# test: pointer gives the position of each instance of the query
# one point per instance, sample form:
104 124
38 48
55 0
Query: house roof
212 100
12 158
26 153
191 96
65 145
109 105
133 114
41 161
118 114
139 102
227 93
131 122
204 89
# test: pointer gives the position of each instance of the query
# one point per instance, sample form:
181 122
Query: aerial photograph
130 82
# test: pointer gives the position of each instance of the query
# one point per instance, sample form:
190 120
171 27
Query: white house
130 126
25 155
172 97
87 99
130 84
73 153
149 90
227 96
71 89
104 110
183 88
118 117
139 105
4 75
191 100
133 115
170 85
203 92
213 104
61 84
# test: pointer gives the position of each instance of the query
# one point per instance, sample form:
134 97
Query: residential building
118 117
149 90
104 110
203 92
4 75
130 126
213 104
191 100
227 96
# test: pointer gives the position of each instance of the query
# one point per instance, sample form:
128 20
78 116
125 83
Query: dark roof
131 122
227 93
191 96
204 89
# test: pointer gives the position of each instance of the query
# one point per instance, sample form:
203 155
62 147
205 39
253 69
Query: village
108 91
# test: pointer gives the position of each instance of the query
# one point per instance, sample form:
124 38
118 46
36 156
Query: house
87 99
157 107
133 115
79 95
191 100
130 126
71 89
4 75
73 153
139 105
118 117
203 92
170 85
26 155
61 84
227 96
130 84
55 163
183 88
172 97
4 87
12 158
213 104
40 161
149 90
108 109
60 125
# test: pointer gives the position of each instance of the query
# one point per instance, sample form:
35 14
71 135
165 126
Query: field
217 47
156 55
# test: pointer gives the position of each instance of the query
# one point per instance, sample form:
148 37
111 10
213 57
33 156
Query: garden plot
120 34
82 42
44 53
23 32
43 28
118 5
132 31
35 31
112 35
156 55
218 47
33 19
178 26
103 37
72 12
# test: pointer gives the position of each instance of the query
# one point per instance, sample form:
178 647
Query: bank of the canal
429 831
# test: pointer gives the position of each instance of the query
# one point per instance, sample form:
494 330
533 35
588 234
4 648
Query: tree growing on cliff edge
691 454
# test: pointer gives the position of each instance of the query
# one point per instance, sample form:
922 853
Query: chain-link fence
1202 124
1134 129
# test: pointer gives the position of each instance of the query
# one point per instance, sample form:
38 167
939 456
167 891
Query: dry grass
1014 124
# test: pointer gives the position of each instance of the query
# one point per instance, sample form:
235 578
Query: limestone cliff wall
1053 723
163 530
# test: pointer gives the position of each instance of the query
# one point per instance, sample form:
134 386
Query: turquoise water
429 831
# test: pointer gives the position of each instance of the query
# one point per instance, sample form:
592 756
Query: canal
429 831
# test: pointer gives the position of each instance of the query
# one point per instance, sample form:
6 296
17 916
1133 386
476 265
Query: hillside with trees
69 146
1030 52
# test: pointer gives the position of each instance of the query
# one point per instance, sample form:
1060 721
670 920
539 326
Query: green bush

▸ GOAL OF THE EXERCISE
Count the lines in the rows above that contain the string "cliff". Matching is case-sensitive, and the reply should be only that number.

▸ SOLVED EXERCISE
2